## MATERIALS PROVIDED

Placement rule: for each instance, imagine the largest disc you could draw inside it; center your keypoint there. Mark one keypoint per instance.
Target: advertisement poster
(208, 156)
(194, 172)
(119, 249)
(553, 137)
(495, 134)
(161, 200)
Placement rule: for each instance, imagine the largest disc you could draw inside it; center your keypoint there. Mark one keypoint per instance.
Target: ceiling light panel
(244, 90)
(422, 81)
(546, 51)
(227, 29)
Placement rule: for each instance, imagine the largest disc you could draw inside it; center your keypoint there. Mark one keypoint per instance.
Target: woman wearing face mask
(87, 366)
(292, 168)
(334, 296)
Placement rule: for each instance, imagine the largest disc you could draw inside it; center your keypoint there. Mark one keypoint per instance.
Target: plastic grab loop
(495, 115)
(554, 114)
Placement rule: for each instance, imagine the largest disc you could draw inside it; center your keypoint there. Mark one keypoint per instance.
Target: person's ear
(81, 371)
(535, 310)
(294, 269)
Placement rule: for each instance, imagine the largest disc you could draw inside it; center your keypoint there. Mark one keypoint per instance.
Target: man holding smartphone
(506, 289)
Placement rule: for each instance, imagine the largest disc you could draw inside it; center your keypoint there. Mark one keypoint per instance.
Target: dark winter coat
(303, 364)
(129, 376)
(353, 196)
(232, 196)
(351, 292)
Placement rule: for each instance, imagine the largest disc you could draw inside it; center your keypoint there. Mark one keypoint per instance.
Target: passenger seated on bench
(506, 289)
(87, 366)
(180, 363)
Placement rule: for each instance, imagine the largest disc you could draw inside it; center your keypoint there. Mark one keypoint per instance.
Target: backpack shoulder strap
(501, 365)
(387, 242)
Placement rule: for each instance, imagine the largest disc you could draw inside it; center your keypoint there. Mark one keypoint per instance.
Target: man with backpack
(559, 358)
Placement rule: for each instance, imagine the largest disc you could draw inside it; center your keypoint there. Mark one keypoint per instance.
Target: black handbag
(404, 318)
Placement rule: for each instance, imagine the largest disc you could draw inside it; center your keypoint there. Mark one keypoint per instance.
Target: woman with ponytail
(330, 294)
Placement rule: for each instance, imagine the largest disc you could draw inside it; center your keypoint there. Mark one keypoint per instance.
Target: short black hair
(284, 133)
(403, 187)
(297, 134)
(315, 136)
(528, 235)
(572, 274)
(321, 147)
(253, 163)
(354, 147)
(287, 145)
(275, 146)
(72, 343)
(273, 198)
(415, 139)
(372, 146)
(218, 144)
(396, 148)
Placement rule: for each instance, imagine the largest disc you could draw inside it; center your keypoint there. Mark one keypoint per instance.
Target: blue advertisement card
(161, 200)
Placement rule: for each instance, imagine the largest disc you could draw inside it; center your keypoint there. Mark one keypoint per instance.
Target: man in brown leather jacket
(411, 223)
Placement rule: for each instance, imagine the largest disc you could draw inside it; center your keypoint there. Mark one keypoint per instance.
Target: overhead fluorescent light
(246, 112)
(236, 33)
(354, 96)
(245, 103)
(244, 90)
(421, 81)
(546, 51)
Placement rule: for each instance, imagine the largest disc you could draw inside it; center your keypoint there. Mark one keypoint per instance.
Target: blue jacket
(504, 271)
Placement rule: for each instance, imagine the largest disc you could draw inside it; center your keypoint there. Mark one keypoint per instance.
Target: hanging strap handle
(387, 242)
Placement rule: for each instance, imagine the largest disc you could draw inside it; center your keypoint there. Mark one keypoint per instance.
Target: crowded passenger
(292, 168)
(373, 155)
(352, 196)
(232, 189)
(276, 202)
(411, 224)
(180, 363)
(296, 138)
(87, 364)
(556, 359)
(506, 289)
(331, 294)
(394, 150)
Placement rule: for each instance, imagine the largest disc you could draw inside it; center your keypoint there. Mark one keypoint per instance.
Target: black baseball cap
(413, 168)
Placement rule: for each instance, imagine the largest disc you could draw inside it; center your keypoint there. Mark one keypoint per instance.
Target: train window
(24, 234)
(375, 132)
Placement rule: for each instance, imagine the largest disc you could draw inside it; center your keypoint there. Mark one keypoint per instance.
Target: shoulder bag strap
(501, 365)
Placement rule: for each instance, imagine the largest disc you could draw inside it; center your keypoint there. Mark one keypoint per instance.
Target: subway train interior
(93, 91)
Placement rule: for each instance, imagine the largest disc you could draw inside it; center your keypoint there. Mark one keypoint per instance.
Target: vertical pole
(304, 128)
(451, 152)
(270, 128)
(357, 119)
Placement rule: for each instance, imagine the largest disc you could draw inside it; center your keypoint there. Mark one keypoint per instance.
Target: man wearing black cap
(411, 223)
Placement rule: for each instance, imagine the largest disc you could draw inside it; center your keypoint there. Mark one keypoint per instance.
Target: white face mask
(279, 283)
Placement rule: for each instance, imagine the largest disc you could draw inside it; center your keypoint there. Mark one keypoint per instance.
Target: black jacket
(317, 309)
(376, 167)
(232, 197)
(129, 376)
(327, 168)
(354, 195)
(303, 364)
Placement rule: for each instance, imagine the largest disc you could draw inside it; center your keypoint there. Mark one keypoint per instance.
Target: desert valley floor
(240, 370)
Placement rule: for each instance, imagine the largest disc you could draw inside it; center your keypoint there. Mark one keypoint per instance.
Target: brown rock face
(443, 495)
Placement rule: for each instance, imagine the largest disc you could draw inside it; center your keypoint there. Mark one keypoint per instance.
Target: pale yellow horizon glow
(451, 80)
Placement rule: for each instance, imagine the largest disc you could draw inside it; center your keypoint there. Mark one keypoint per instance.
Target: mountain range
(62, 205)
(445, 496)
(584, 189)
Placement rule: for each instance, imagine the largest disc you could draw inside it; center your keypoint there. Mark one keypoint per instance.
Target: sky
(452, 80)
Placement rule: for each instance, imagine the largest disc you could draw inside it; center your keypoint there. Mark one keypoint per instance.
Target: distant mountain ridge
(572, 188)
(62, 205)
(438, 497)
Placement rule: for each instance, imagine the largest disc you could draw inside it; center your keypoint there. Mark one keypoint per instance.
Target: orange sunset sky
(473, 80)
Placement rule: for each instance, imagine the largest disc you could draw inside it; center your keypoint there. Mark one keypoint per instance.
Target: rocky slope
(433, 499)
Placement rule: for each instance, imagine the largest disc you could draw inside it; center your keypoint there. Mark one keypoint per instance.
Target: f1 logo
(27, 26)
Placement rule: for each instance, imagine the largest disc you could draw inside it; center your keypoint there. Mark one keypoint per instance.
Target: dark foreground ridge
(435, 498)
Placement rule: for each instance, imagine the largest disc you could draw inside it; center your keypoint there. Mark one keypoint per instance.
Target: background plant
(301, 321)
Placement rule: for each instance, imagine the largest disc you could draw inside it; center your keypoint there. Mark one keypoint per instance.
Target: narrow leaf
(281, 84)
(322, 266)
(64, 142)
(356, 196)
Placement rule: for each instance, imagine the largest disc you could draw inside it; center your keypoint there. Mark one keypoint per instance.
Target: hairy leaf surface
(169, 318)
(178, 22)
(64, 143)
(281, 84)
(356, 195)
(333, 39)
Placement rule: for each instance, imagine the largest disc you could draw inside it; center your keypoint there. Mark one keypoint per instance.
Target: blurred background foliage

## TASK DETAILS
Transcribe each entry above exactly as it reads.

## REPLY TO THE EXERCISE
Placement rule: for each instance, imagine the largest disc you could draw inside it; center your keypoint there. Mark one keypoint per instance.
Target: advertisement poster
(208, 156)
(194, 172)
(119, 249)
(553, 137)
(495, 134)
(161, 200)
Placement rule: for each instance, imagine the largest disc you could draw inside it; center your keypoint there. Mark one keypoint per instance.
Target: ceiling light panel
(244, 90)
(422, 81)
(546, 51)
(227, 29)
Placement rule: for each instance, imagine the largest disc you could draw inside it; center your keypoint there. Mark one keypoint per instance.
Target: woman wearing face mask
(87, 366)
(292, 168)
(334, 296)
Placement rule: for each instance, imagine the largest disc you could draw inside it; center your keypoint there. Mark one keypoint per instance.
Target: plastic grab loop
(495, 115)
(554, 114)
Placement rule: for each instance, imagine the largest disc you could draw inside it; center your keypoint there. Mark one keypoint per instance.
Target: person's ear
(81, 371)
(535, 310)
(294, 269)
Placement rule: for each instance, imagine the largest disc you could draw inside it; center your keypoint there. Mark one keypoint per instance.
Target: man holding smartphone
(506, 289)
Placement rule: for each instance, imagine the largest disc you could draw inside it; center your keypoint there. Mark one keypoint per instance.
Target: dark winter coat
(303, 364)
(129, 376)
(353, 196)
(232, 196)
(351, 292)
Placement rule: for each instance, imagine the largest disc you could draw inside it; center your keypoint there. Mark one keypoint per instance.
Target: passenger seated on bench
(506, 289)
(87, 366)
(180, 363)
Placement rule: for each instance, imagine the largest disc you could draw inside it; center your keypoint there. Mark one keypoint per instance.
Target: backpack shoulder strap
(501, 365)
(387, 242)
Placement rule: for each instance, imagine the largest disc you could draw inside it; center your keypoint there. Mark one keypoint per instance.
Target: man with backpack
(559, 358)
Placement rule: for each instance, imagine the largest disc you could draw inside it; center your keypoint there. Mark one keypoint per instance.
Target: black handbag
(404, 318)
Placement rule: for each instance, imagine the largest disc you could draw inside it; center your keypoint there. Mark one keypoint per instance.
Target: woman with ponytail
(330, 294)
Placement rule: for each instance, imagine the largest disc you could draw inside it; center your keypoint there. Mark one keypoint per instance.
Target: short black hair
(284, 133)
(403, 187)
(297, 134)
(315, 136)
(528, 235)
(572, 274)
(321, 147)
(253, 163)
(354, 147)
(287, 145)
(275, 146)
(72, 343)
(273, 198)
(415, 139)
(372, 146)
(218, 144)
(396, 148)
Placement rule: for each instance, imagine the largest disc you could draw inside it; center your keypoint there. Mark one keypoint per instance.
Target: blue advertisement card
(161, 200)
Placement rule: for each instance, imagine the largest disc you could draw inside it; center your keypoint there. Mark one keypoint per instance.
Target: man in brown leather jacket
(411, 223)
Placement rule: for each instance, imagine the largest disc you could draw inside it; center your keypoint there. Mark one keypoint per instance.
Target: overhead fluorescent light
(246, 112)
(236, 33)
(354, 96)
(245, 103)
(244, 90)
(421, 81)
(546, 51)
Placement rule: for each instance, imagine the largest disc you could draw inside it; center your keypoint there. Mark one keypoint per instance.
Target: blue jacket
(504, 271)
Placement rule: for each instance, imagine the largest disc you could draw inside it; center your keypoint there. Mark one keypoint per instance.
Target: hanging strap handle
(387, 242)
Placement rule: for each instance, imagine the largest disc you could draw inside it; center your keypoint there. Mark one keypoint per instance.
Target: crowded passenger
(292, 168)
(373, 155)
(352, 196)
(232, 189)
(276, 202)
(411, 224)
(180, 363)
(296, 138)
(87, 364)
(556, 359)
(506, 289)
(331, 294)
(394, 150)
Placement rule: for each instance, imagine the largest disc you could draw inside it; center your keypoint there. Mark one keypoint per instance.
Target: black baseball cap
(413, 168)
Placement rule: for each instance, imagine the largest disc you could draw inside it; center your keypoint there. Mark one keypoint per instance.
Target: train window
(24, 234)
(375, 132)
Placement rule: for each instance, imagine the largest disc you could draw inside it; center your keypoint there. Mark one keypoint per instance.
Target: shoulder bag strap
(501, 365)
Placement rule: for each instance, imagine the largest disc you could draw inside it; center your keypoint there. Mark one keypoint per instance.
Target: subway train interior
(93, 91)
Placement rule: for each instance, imagine the largest disc you could draw inside it; center your keypoint there. Mark one keypoint per instance.
Target: vertical pole
(304, 128)
(451, 152)
(270, 128)
(357, 119)
Placement rule: for each instance, imagine the largest disc you could draw inside it; center your keypoint there. Mark one keypoint per instance.
Target: man wearing black cap
(411, 223)
Placement rule: for each instance, imagine the largest disc you could draw inside it; center your keypoint there. Mark one keypoint per instance.
Target: white face mask
(279, 283)
Placement rule: for each instance, imagine the largest disc you could draw inside it; center your keypoint there. Mark one keypoint per instance.
Target: black jacket
(317, 309)
(376, 167)
(232, 197)
(129, 376)
(327, 168)
(354, 195)
(303, 364)
Placement rule: for each instance, imagine the largest disc you could draw inside it; center your keypoint there. Mark one keypoint per instance.
Target: desert valley floor
(240, 370)
Placement rule: for each instance, imagine the largest disc you could draw inside it; center your keypoint there. Mark one keypoint per instance.
Target: brown rock face
(443, 495)
Placement rule: for each instance, imagine the largest disc you could draw inside it; center your keypoint there. Mark one keypoint per instance.
Target: pale yellow horizon glow
(451, 80)
Placement rule: for each instance, imagine the largest disc you could draw inside it; center your keypoint there. Mark one keypoint per instance.
Target: mountain range
(62, 205)
(445, 496)
(584, 189)
Placement rule: for each instance, imagine the largest disc you could draw inside it; center your keypoint there. Mark one keypoint per instance.
Target: sky
(452, 80)
Placement rule: for each instance, imagine the largest disc you could draw inside it; center your keypoint there. Mark one keypoint per instance.
Target: distant mountain ridge
(572, 188)
(62, 205)
(438, 497)
Placement rule: for each instance, imagine the largest disc you could draw inside it; center your keypoint there. Mark one keypoint per instance.
Target: orange sunset sky
(473, 80)
Placement rule: for each instance, imagine the largest disc you could draw inside it; center your keypoint there. Mark one keypoint per instance.
Target: rocky slope
(433, 499)
Placement rule: for each instance, imagine the largest disc you could draw inside it; center your keypoint there. Mark one keypoint per instance.
Target: f1 logo
(27, 26)
Placement rule: for each instance, imagine the largest disc you could draw inside it; center your keypoint there. Mark one keypoint per instance.
Target: dark foreground ridge
(435, 498)
Placement rule: for each instance, imagine the largest disc you could draw inside it; center your keypoint there. Mark one keypoint per instance.
Target: background plant
(301, 321)
Placement rule: for each instance, imagine the largest disc you could draw inside it; center your keypoint there. Mark one keypoint per instance.
Target: narrow leaf
(281, 84)
(322, 266)
(64, 142)
(356, 196)
Placement rule: for each instance, imagine the largest disc you could draw inside it; center your keypoint there. Mark one keypoint per instance.
Target: hairy leaf surface
(169, 318)
(178, 22)
(64, 143)
(281, 84)
(356, 195)
(333, 39)
Placement rule: for each instance, imagine the largest disc you could draw inside it; center your keypoint there. Mark one keypoint per instance.
Target: blurred background foliage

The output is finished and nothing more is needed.